Edit the records by replacing "Marked at" with "Points placed at" wherever it occurs, leaving everything else unchanged. Leave the pictures out of your answer.
····················
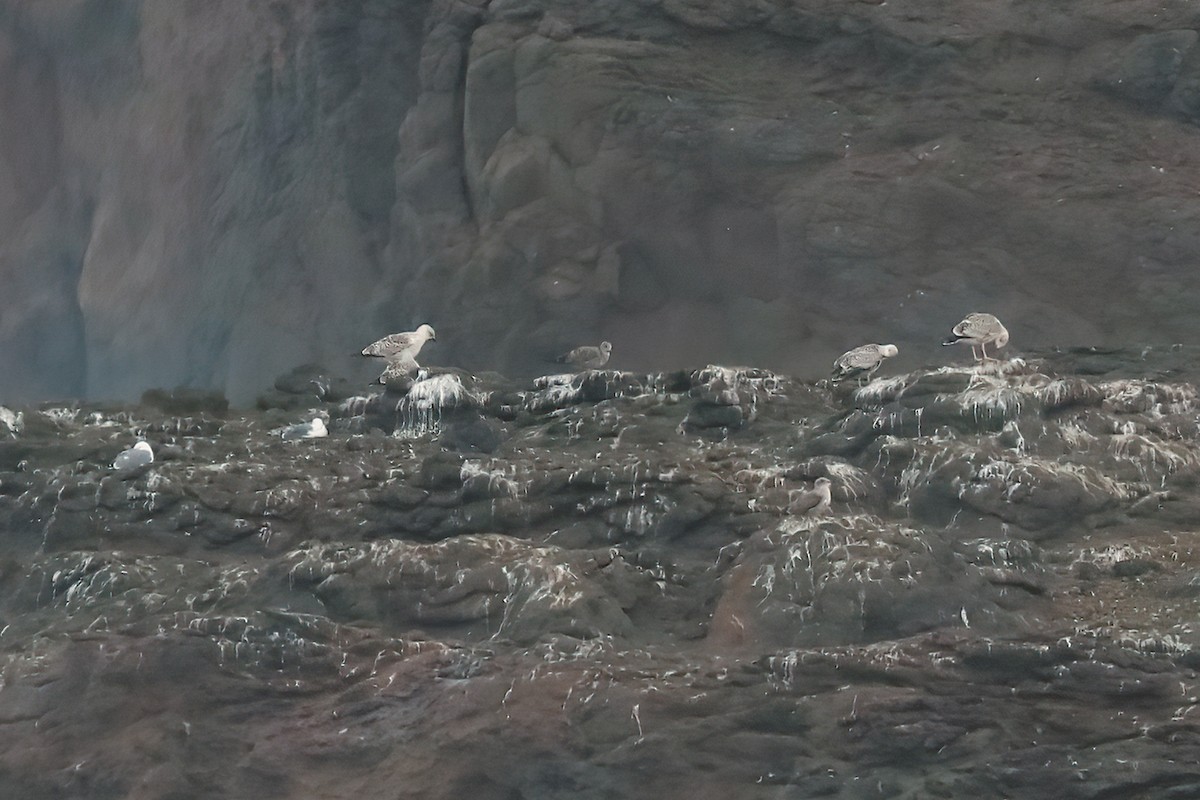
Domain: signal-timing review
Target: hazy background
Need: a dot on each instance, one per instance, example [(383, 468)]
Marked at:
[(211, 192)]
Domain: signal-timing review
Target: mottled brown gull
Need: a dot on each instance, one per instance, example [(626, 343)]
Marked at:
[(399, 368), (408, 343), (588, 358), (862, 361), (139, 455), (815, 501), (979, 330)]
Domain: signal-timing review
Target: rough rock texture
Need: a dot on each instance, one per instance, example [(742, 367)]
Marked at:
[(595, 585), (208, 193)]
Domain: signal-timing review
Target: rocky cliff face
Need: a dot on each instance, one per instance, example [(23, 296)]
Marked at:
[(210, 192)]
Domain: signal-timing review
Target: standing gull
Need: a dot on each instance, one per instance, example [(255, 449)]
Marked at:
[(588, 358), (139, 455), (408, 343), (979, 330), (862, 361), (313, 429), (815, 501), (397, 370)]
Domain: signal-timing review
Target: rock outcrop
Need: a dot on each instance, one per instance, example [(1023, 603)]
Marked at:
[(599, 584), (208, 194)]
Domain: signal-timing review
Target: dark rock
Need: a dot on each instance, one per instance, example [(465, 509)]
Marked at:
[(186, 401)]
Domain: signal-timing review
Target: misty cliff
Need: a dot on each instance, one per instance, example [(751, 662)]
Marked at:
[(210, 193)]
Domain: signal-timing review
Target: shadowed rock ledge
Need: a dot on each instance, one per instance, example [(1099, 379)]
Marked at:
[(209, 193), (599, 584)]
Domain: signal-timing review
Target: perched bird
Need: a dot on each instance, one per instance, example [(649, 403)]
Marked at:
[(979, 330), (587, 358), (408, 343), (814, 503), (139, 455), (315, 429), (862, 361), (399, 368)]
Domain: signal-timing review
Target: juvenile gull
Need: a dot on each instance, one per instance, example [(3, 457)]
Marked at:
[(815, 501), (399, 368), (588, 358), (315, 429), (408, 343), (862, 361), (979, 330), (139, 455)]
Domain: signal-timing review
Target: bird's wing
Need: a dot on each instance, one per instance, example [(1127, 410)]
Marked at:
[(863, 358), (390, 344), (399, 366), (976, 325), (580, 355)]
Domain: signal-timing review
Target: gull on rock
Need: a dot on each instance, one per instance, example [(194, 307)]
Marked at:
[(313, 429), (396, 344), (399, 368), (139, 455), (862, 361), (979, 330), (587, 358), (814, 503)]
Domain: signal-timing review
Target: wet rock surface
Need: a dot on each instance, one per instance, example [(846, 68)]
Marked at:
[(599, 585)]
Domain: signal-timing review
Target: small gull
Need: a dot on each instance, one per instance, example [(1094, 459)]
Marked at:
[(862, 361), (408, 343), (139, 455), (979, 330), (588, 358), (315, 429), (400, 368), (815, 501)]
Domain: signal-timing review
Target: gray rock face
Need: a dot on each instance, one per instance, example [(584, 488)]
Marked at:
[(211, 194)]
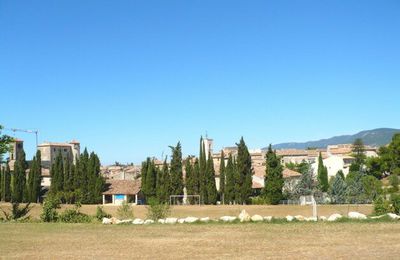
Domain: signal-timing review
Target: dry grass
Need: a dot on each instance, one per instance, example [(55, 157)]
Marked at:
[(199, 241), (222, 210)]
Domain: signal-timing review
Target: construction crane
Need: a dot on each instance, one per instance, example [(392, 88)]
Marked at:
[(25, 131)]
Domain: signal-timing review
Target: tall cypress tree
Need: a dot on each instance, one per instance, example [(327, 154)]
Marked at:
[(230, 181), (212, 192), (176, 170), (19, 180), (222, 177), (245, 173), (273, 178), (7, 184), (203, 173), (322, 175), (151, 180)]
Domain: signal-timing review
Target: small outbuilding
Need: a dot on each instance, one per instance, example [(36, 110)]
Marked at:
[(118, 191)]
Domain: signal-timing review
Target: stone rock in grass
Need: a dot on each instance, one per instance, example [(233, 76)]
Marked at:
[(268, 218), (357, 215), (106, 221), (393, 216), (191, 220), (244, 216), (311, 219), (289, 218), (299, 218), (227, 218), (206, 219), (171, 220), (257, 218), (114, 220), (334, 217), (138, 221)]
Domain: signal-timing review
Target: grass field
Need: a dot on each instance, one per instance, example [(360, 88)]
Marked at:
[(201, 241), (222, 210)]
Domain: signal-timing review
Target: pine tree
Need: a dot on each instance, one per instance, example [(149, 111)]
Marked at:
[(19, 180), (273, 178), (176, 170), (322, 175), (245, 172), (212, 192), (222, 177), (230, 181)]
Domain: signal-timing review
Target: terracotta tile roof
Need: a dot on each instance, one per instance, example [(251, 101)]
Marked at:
····················
* _SOLUTION FOR THIS EXERCISE_:
Domain: signal-timing review
Target: hazy background
Need: a dot on each instance, one per instance, example [(383, 468)]
Points placed at:
[(211, 192)]
Domain: signal-timing review
Target: mottled brown gull
Need: a dot on each instance, one per instance, example [(626, 343)]
Points placed at:
[(399, 368), (408, 343), (588, 358), (862, 361), (139, 455), (815, 501), (979, 330)]
Domain: signal-timing review
Target: rough rock texture
Need: a dot on each instance, one per instance, example [(742, 367)]
Points placed at:
[(595, 585), (208, 193)]
Domain: signal-timing review
Target: rocky cliff face
Need: a dot on each instance, one per instance, example [(23, 296)]
Points placed at:
[(210, 192)]
Domain: signal-timing review
Target: standing gull
Need: a dot on each instance, one per instance, example [(255, 449)]
Points placed at:
[(588, 358), (139, 455), (408, 343), (979, 330), (862, 361), (313, 429), (815, 501), (397, 370)]
Domain: signal-timing review
Target: rock outcrop
Need: a dot on each instance, one per instance, example [(1023, 603)]
Points placed at:
[(599, 584), (208, 194)]
Domain: signal-timing review
Target: dark rock
Need: a dot on each instance, one per instance, example [(465, 509)]
Points placed at:
[(186, 401)]
Domain: signal-timing review
Target: misty cliff
Need: a dot on each instance, one per instance, example [(751, 662)]
Points placed at:
[(210, 193)]
Domain: signal-timing review
Target: shadowed rock ledge
Need: a dot on each instance, one per instance, example [(1099, 379)]
Points placed at:
[(209, 193), (599, 584)]
Domain: signal-timing review
Target: perched bird
Need: a dot on each instance, one per instance, example [(649, 403)]
Points placed at:
[(979, 330), (587, 358), (408, 343), (814, 503), (139, 455), (315, 429), (862, 361), (399, 368)]
Domain: signal-timing review
Target: juvenile gull
Need: a dot on each instance, one per instance, example [(3, 457)]
Points placed at:
[(815, 501), (399, 368), (588, 358), (315, 429), (408, 343), (862, 361), (979, 330), (139, 455)]
Domain: signal-timing review
Target: bird's wing
Need: a dot on each instance, one per instance, example [(1127, 410)]
Points placed at:
[(863, 358), (390, 344), (399, 366), (976, 325), (580, 355)]
Domain: signal-timing review
Target: gull on rock
Need: a dot on each instance, one per instance, example [(194, 307)]
Points placed at:
[(313, 429), (396, 344), (399, 368), (139, 455), (862, 361), (979, 330), (587, 358), (814, 503)]
Domain: signal-timing review
Target: wet rock surface
Need: a dot on each instance, one per instance, example [(846, 68)]
Points placed at:
[(599, 585)]
Domain: signal-timing review
Target: small gull
Need: a dot on each instance, one per instance, example [(1094, 459)]
Points placed at:
[(862, 361), (408, 343), (139, 455), (979, 330), (588, 358), (315, 429), (400, 368), (815, 501)]
Domain: signal-timing review
Target: gray rock face
Need: a dot on each instance, one per instance, example [(584, 488)]
Points placed at:
[(211, 194)]
Domain: signal-timing review
Target: dry grass
Need: a dot on each instance, one per instance, example [(55, 157)]
Points placed at:
[(199, 241), (222, 210)]
Domain: signal-timing review
Target: construction crane
Need: a dot on each instance, one per instance, example [(392, 88)]
Points placed at:
[(25, 131)]
Domain: signal-timing review
Target: tall cypress tree
Need: a dot on each instance, one per instance, example [(327, 154)]
Points placed at:
[(230, 181), (212, 192), (176, 170), (19, 180), (222, 177), (245, 173), (273, 178), (7, 184), (203, 173), (322, 175), (151, 180)]
Domain: signal-timing review
Target: small outbuilding
Need: a dot on each instance, one per instance, example [(36, 110)]
Points placed at:
[(118, 191)]
Domain: signal-timing review
Target: stone rock in grass
Need: a dot on each instance, one per instance, example [(233, 76)]
Points placed at:
[(268, 218), (357, 215), (106, 221), (393, 216), (191, 220), (244, 216), (311, 219), (289, 218), (299, 218), (227, 218), (206, 219), (171, 220), (257, 218), (114, 220), (334, 217), (138, 221)]
Domain: signal-timing review
Target: grass field
Need: a dot on each instance, one per instance, example [(360, 88)]
Points placed at:
[(201, 241), (222, 210)]
Domain: signal-timing review
Target: pine tree
Need: a dot on each instance, one per instance, example [(149, 111)]
Points placed at:
[(19, 180), (273, 178), (176, 170), (322, 175), (245, 172), (212, 192), (222, 177), (230, 181)]
Domain: signal-timing review
Target: terracotta tile roof
Need: a dot on each instance, one per instance, example [(251, 101)]
Points placed at:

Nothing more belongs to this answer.